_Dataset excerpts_
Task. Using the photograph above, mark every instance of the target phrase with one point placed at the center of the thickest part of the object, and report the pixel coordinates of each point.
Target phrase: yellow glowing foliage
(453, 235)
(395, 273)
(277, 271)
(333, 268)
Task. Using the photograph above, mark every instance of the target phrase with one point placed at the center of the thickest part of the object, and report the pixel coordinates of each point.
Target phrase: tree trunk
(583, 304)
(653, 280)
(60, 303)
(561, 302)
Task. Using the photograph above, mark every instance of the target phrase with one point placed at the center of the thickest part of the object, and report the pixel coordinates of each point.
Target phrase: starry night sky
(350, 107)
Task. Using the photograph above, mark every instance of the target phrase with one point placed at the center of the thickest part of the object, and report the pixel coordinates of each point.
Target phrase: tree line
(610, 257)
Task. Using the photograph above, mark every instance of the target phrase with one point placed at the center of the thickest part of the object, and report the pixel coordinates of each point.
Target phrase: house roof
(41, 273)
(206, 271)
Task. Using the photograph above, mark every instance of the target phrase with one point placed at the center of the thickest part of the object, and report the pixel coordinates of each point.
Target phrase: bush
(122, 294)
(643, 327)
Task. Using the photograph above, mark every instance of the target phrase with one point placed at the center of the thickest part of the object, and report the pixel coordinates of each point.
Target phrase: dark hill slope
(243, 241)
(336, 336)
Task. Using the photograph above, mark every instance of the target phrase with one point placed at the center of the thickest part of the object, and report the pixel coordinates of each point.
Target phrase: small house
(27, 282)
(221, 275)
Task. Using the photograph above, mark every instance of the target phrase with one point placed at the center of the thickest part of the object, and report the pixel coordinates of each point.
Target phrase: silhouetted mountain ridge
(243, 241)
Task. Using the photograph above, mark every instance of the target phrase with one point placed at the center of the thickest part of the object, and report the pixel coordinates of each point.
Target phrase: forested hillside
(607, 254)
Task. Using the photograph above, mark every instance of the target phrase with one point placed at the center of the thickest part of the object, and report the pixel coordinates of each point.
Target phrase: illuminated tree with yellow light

_TASK DESCRIPTION_
Make an exact copy of all the lines above.

_EXPECTED ANSWER_
Task. Using the photograph above, mark every instance of the target phrase with one point placed at the center of the thickest part of the object, and report the pixel coordinates of each point.
Target phrase: yellow glowing foliage
(453, 235)
(395, 273)
(277, 271)
(333, 268)
Task. Using the photograph above, mark every instance of the target phrase with one point placed at the center of the thickest part of the object, and report the pixel coordinates of each point.
Target phrase: tree trunk
(583, 304)
(653, 280)
(60, 303)
(561, 302)
Task. Using the photograph above, mark every instance of the target phrase with one point placed at the center of the thickest part of the object, and report the pixel coordinates of each point.
Target phrase: starry night sky
(350, 107)
Task. Using the photograph above, mark every instance of the target phrase with one point placed at the center of the thickest part of the object, and report the pixel coordinates of each point.
Target phrase: tree line
(610, 257)
Task. Using the photograph above, mark every instance of the target phrase with one point placed at the center of the thickest part of the object, and report the pixel coordinates of each point.
Target phrase: house roof
(41, 273)
(206, 271)
Task. Using the photograph above, mark every instance of the target phrase with one point placed at the center of the thickest part of the object, and report the pixel coordinates of each point.
Target phrase: bush
(122, 294)
(643, 327)
Task. Using the photograph above, mark every instance of the target phrase with one point placed at the center of the thickest part of the object, and report the pixel coordinates of each point.
Target phrase: dark hill slope
(243, 241)
(336, 336)
Task. Using the photograph above, mark every instance of the target phrase with one point placed at the center of the thickest part of the object, and report the pixel coordinates of each point.
Target phrase: small house
(27, 282)
(221, 275)
Task. Using the photograph above, mark every instance of the target phrase with one point placed at the center of the thickest part of the object, and report the pixel coordinates of each point.
Target phrase: silhouetted mountain ridge
(243, 241)
Task. Using the photograph above, mark every instance of the target phrase with one point placed at the center of the thickest part of the object, and report the pixel coordinates of each point.
Target phrase: forested hillside
(607, 254)
Task. Using the photograph above, mark every instance of the target phrase with one point placed at the center of the thickest part of the object, and report the pixel coordinates of each point.
Target phrase: illuminated tree with yellow light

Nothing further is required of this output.